ZIEL DER AUFGABE >> Überführen Sie sämtliche nachstehenden Zeilen ohne Leerzeilen in eine nummerierte Liste. Lassen Sie dabei die Bilder in Ihrer Antwort weg.

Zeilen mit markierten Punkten
= = = = =
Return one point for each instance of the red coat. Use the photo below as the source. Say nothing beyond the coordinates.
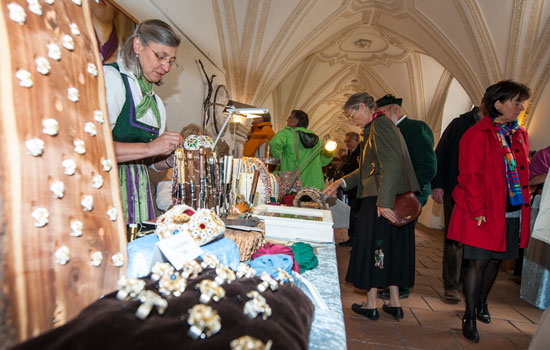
(481, 189)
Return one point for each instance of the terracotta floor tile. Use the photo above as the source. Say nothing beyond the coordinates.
(429, 322)
(526, 328)
(428, 272)
(425, 291)
(498, 327)
(486, 342)
(427, 280)
(429, 263)
(376, 332)
(437, 319)
(521, 342)
(425, 338)
(408, 318)
(529, 311)
(415, 301)
(358, 345)
(437, 304)
(506, 312)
= = = = =
DIE LÖSUNG >>
1. Return one point for each instance of the red coat. Use the photo below as the source. Say nothing beyond the coordinates.
2. (481, 189)
3. Return one point for each instance of the terracotta floor tile. Use the photo above as the source. Say nothing beyond the coordinates.
4. (429, 322)
5. (526, 328)
6. (428, 272)
7. (425, 291)
8. (498, 327)
9. (486, 342)
10. (427, 280)
11. (429, 263)
12. (376, 332)
13. (437, 319)
14. (521, 342)
15. (425, 338)
16. (408, 318)
17. (529, 311)
18. (415, 301)
19. (358, 345)
20. (437, 304)
21. (506, 312)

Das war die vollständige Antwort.